Reproduce the material below word for word, omitting the pictures.

────────

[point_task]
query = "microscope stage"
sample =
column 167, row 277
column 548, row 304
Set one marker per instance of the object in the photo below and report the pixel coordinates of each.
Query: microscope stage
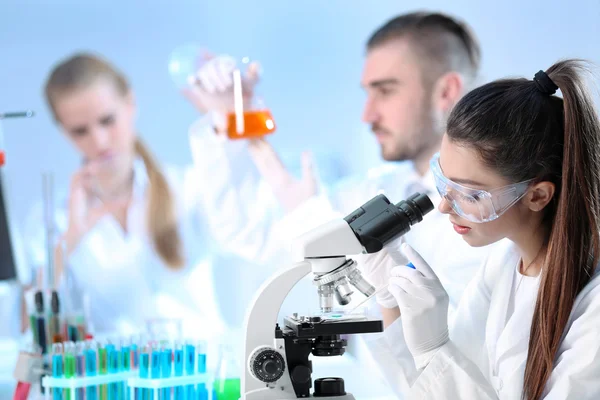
column 306, row 327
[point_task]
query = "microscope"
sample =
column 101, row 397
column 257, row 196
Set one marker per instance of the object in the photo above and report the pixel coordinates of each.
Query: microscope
column 277, row 357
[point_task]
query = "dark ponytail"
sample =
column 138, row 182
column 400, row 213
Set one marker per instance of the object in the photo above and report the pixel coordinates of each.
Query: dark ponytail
column 523, row 132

────────

== REPLY ==
[point_task]
query = "microscope stage"
sample =
column 167, row 277
column 548, row 304
Set one marker per instance of the object in the photo below and report the pixel coordinates of each.
Query: microscope stage
column 306, row 327
[point_task]
query = "microscope"
sample =
column 101, row 397
column 257, row 196
Set one marker per instance of the object in the photo above and report the pixel coordinates of each.
Query: microscope
column 277, row 357
[point_task]
query = "dark ponytail"
sample =
column 138, row 182
column 400, row 213
Set one marker per instance of the object in the photo above and report the pixel coordinates of each.
Query: dark ponytail
column 523, row 132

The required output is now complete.